■ Extract provided
---------------
Sarcasm aside, you have strong opinions for someone who doesn’t know what they’re talking about.
Organisation doesn’t mean orders from above or coercion. People are perfectly capable of organising themselves without a master. Many cooperatives use a commissioner to organise the division of labour, but they’re crucially not a boss. Every one of their decisions can be challenged and overruled. Unlike a boss.
The great thing about this system of non-coercion is you don’t need to participate. You can continue taking orders from someone you deem superior to yourself and we can self organise, and we can leave each other alone. No need to antagonise, because you can live your life and we can live ours.
… the functioning of markets comes to mind.
Hmm, are markets self-ordering?
I think in the purest sense, just having some form of common currency would be considered “order” - unless you’re suggesting that only pure barter is necessary for a functional society - but then even that requires some broad agreement on weights & measures in order to function (e.g. how long is a board-foot? how much flour is 1 kilogram?). Collectively the market must agree on some standards in order to function.
Also, unregulated markets always end in monopolies, with or without a capitalist economy. Sooner or later someone will try to establish themselves as the sole supplier of some good or service. Only active oversight and regulatory enforcement can prevent it.
But agreement without hierarchical imposition is self ordering. Common currency and measurement standards can and do arise without the imposition of state fiat.
The great advantage of markets, as observed by Adam Smith, is that they’re self-ordering. No grand plan has to be drawn up by any central authority, not even an advisory one, for even very complex and completely disconnected supply chains to be coordinated between firms with great geographic distance and numerous degrees of separation between them.
Common currency and measurement standards can and do arise without the imposition of state fiat.
---------------
■ Required action
Pick up the discussion of markets and self-organization after its last sentence and continue it. The records bear no relation to the text.
---------------
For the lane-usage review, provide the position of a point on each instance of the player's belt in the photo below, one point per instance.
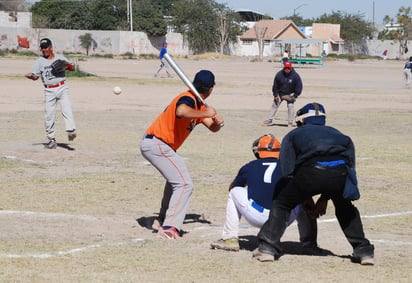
(324, 165)
(257, 206)
(150, 137)
(55, 85)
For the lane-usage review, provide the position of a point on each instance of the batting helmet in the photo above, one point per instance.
(287, 64)
(311, 113)
(266, 146)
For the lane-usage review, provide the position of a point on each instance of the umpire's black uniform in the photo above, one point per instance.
(315, 156)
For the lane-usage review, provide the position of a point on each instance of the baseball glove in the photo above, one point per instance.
(58, 67)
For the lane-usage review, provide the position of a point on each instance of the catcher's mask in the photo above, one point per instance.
(266, 146)
(311, 113)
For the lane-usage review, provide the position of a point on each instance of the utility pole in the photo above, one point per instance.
(294, 10)
(130, 14)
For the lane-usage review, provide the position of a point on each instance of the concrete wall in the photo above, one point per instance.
(104, 42)
(138, 43)
(15, 19)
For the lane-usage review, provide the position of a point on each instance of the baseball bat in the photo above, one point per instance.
(183, 77)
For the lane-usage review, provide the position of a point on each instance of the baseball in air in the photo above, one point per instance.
(117, 90)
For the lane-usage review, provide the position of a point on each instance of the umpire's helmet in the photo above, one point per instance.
(266, 146)
(311, 113)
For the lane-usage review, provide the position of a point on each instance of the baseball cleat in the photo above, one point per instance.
(51, 144)
(71, 135)
(262, 257)
(267, 122)
(168, 232)
(231, 244)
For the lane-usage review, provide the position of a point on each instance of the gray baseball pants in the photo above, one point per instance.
(179, 186)
(274, 108)
(51, 97)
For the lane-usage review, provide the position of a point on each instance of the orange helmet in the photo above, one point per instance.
(266, 146)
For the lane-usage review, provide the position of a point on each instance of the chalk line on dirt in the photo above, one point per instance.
(82, 249)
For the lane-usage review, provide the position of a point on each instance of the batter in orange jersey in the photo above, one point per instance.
(161, 141)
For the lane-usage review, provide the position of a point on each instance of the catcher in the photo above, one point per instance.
(51, 68)
(251, 193)
(287, 85)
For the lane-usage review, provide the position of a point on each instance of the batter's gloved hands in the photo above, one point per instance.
(289, 98)
(276, 100)
(58, 67)
(31, 76)
(320, 206)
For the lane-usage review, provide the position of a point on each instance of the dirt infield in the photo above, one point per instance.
(80, 213)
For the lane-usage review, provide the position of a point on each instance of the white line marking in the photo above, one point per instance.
(81, 249)
(47, 214)
(69, 252)
(372, 216)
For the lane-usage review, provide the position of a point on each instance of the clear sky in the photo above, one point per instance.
(309, 9)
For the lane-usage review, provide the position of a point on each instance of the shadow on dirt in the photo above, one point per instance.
(250, 243)
(147, 221)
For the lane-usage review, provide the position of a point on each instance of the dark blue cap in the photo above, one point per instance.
(204, 78)
(311, 113)
(45, 42)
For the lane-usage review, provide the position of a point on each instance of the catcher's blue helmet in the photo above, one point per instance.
(311, 113)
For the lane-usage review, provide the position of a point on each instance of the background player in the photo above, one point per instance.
(287, 85)
(251, 194)
(318, 159)
(164, 137)
(163, 63)
(55, 90)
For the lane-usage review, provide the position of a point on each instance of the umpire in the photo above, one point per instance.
(317, 159)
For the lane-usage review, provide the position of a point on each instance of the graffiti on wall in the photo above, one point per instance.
(23, 42)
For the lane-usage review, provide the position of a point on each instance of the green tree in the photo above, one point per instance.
(228, 26)
(207, 25)
(197, 22)
(86, 41)
(148, 17)
(401, 34)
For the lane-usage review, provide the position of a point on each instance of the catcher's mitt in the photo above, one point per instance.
(58, 67)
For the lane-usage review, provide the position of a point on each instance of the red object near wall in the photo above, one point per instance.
(23, 42)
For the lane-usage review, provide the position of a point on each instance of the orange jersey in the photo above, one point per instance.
(171, 129)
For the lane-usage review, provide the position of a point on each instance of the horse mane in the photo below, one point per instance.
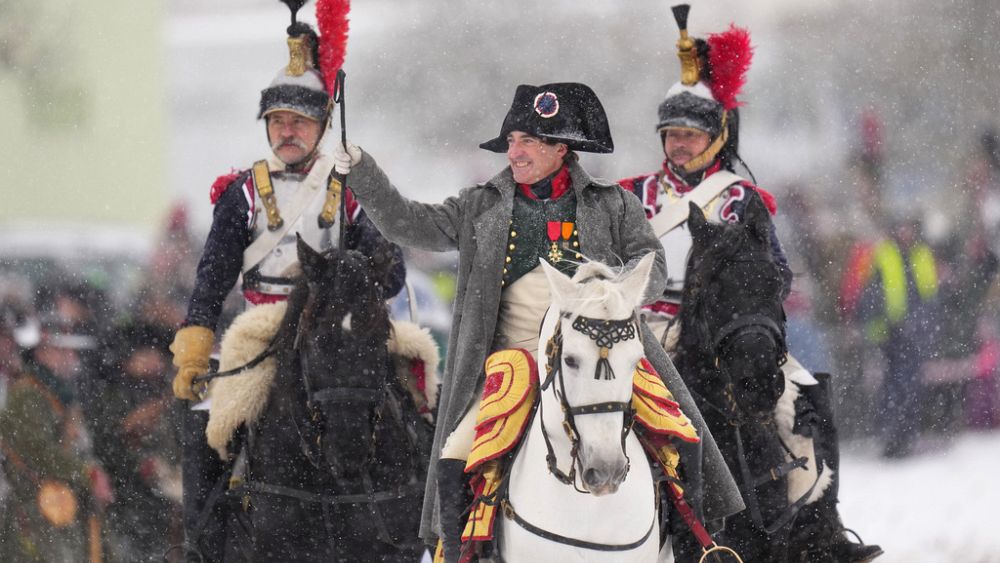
(729, 240)
(598, 284)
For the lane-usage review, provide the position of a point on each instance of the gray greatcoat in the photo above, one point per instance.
(612, 229)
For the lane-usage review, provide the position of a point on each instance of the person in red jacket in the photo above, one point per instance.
(698, 126)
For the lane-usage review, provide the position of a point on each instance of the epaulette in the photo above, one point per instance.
(221, 183)
(634, 182)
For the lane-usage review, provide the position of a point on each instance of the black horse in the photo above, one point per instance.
(336, 461)
(731, 347)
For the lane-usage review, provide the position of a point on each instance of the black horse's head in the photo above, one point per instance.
(731, 312)
(338, 325)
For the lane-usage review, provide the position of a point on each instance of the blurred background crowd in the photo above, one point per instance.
(882, 151)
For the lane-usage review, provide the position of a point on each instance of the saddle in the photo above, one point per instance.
(241, 399)
(507, 406)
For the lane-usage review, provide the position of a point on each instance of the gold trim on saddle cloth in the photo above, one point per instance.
(654, 405)
(508, 395)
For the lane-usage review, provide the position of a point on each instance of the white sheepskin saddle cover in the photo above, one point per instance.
(799, 480)
(241, 399)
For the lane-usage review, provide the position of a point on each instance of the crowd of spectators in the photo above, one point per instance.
(899, 305)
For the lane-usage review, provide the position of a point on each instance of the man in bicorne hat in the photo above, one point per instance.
(259, 213)
(542, 206)
(698, 125)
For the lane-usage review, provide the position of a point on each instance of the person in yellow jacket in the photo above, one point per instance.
(898, 307)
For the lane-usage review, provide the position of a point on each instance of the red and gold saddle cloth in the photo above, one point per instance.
(509, 395)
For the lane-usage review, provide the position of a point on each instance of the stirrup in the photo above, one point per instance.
(716, 547)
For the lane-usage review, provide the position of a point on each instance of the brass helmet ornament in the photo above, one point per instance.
(713, 73)
(299, 86)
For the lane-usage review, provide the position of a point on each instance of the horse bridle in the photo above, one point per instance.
(606, 333)
(754, 323)
(316, 398)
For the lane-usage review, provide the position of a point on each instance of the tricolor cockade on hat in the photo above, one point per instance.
(713, 72)
(305, 84)
(563, 112)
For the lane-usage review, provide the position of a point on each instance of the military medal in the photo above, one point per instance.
(558, 231)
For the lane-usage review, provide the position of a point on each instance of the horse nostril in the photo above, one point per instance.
(593, 477)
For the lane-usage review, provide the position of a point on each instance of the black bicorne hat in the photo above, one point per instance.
(565, 112)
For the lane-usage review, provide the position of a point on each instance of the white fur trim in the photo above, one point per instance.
(412, 341)
(240, 399)
(698, 89)
(799, 480)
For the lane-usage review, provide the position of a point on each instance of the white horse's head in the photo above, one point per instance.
(601, 345)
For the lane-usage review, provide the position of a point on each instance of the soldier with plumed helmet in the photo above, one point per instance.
(542, 206)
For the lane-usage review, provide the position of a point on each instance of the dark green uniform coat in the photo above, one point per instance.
(34, 448)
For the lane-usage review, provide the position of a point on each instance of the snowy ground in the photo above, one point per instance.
(939, 505)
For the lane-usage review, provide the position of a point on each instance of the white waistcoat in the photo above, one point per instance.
(283, 261)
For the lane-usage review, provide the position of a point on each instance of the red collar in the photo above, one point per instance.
(561, 183)
(680, 185)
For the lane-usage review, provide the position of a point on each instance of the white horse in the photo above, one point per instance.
(595, 499)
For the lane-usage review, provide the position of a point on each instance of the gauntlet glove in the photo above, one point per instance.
(191, 347)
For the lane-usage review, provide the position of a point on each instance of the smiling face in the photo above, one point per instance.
(293, 137)
(532, 159)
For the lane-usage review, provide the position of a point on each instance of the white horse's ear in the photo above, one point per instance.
(561, 286)
(636, 280)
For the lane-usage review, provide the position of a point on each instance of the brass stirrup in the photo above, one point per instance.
(716, 547)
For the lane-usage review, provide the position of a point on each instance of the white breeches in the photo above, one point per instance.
(522, 308)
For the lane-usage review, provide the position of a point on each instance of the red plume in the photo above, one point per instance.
(729, 56)
(331, 17)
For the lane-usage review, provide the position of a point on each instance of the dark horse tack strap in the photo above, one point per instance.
(509, 512)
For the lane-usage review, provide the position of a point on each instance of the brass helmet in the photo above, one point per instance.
(713, 72)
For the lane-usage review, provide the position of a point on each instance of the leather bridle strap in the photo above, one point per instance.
(790, 511)
(762, 323)
(509, 512)
(265, 354)
(347, 395)
(598, 408)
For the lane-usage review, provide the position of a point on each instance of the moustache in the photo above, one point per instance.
(289, 142)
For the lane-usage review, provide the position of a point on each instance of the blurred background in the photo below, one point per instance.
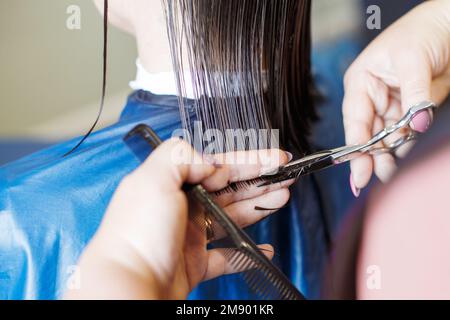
---------------
■ Answer to this problem
This was not the argument. You are moving the goalpost. The argument was:
the fundamental functioning of people does not require ordering to be viable.
Self-ordering is still ordering. Whether a government is involved in enforcing it or not is irrelevant, there will be enforcement of agreements even if the only ones conducting the enforcement are the concerned parties. That is order.
No grand plan has to be drawn up by any central authority
Sure, they don’t have to be planned and regulated in advance, but eventually common agreements will produce a regulating group with enforcement authority because organizing in this way is more efficient for the market overall.
That group doesn’t have to be a government per se, but it will have regulatory authority.
This was not the argument. You are moving the goalpost. The argument was:
the fundamental functioning of people does not require ordering to be viable. Self-ordering is still ordering.
That’s a misunderstanding of what I said, though I’ll gladly concede to poor wording on my part. Ordering in the sense that it is imposed by someone else; self ordering is thus innately opposed to ordering in the sense I was using it in the original claim; though, again, I concede to poor wording. “does not require ordering” was meant in the definition 2 sense, not definition 1, which I thought was implied by the imperative infinitive.
Self-ordering is still ordering. Whether a government is involved in enforcing it or not is irrelevant, there will be enforcement of agreements even if the only ones conducting the enforcement are the concerned parties. That is order.
Sure.
Sure, they don’t have to be planned and regulated in advance, but eventually common agreements will produce a regulating group with enforcement authority because organizing in this way is more efficient for the market overall.
This is a point of legitimate disagreement - while it is more efficient (and desirable), I agree, it is not inevitable.
In any case, your argument is in agreement with the core point - that people do not NEED ordering (definition 2) from an authority to organize their own affairs.